The records:
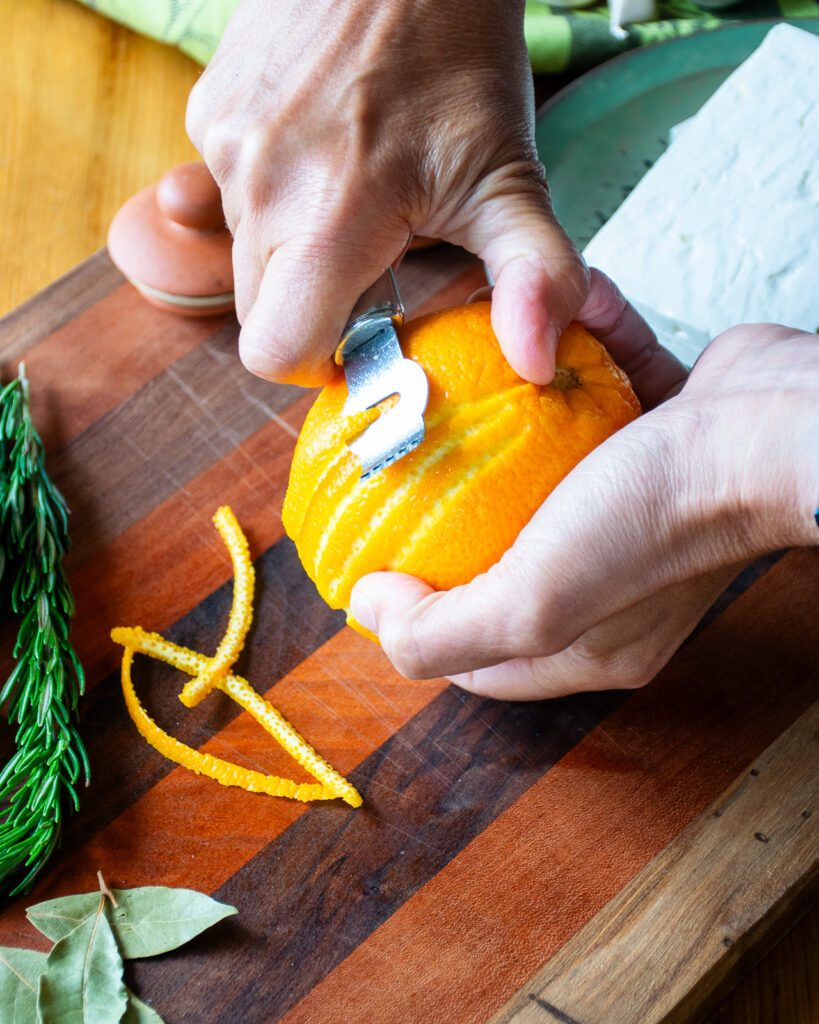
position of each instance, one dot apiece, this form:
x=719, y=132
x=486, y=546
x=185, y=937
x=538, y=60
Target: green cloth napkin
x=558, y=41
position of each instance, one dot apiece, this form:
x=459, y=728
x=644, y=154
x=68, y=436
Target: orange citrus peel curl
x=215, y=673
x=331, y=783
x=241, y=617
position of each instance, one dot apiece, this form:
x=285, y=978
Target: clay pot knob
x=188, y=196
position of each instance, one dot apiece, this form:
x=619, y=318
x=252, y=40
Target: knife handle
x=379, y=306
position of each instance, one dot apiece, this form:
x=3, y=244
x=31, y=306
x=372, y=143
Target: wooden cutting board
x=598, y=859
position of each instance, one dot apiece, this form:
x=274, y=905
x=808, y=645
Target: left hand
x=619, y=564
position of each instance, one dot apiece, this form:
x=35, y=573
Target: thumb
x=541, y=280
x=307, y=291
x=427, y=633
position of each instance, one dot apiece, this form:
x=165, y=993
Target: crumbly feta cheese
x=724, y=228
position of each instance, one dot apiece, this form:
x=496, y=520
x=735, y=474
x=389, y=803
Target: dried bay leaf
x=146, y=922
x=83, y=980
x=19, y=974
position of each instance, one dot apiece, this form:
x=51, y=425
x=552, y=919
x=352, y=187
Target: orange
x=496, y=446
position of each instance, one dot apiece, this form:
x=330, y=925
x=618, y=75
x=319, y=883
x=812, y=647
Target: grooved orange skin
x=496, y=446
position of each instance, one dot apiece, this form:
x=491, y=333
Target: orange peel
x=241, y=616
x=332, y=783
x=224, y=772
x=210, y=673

Task directions: Having located the line containing "Target: thumb", set it down along with every line after it through the end of the data, reproducing each exactly.

Solution for this problem:
Target: thumb
x=541, y=280
x=307, y=291
x=427, y=633
position of each instance, one dot apiece, this form:
x=165, y=993
Target: crumbly feta cheese
x=724, y=228
position of each instance, one dot apiece, this form:
x=496, y=520
x=735, y=474
x=389, y=803
Target: dried bay leaf
x=146, y=922
x=83, y=980
x=19, y=974
position of each instance, one dot apiece, this form:
x=51, y=425
x=552, y=919
x=352, y=187
Target: orange
x=496, y=446
position of each instance, one dot apiece, this form:
x=330, y=925
x=618, y=75
x=319, y=883
x=812, y=647
Target: grooved orange skin
x=496, y=446
position of each instance, one dot apiece, this form:
x=491, y=333
Target: orange peel
x=241, y=616
x=332, y=783
x=224, y=772
x=210, y=673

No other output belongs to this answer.